- WRITTEN TASK: Convert the listing below into a numbered list, omitting any blank lines and excluding the pictures.

(Entries from a pointing dataset)
━━━━━━━━━━━━━━━━
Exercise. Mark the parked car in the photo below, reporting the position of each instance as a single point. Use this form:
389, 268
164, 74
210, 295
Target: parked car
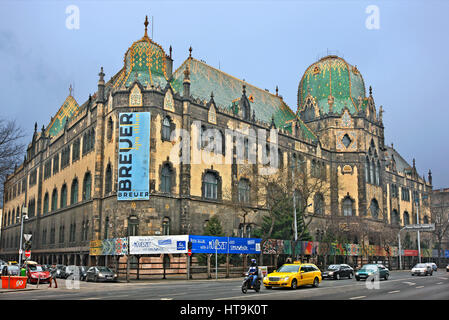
433, 266
36, 272
100, 273
338, 271
293, 275
70, 270
422, 269
372, 270
10, 270
60, 271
━━━━━━━━━━━━━━━━
- SOLUTION TO THIS TASK:
1. Exercise. Mark the parked car in the photo below, reporting the position of each instance as a single point. Use this form:
2. 389, 268
3. 164, 74
4. 210, 295
5. Target: parked car
6. 433, 266
7. 36, 272
8. 100, 273
9. 338, 271
10. 293, 275
11. 70, 270
12. 422, 269
13. 372, 270
14. 10, 270
15. 60, 271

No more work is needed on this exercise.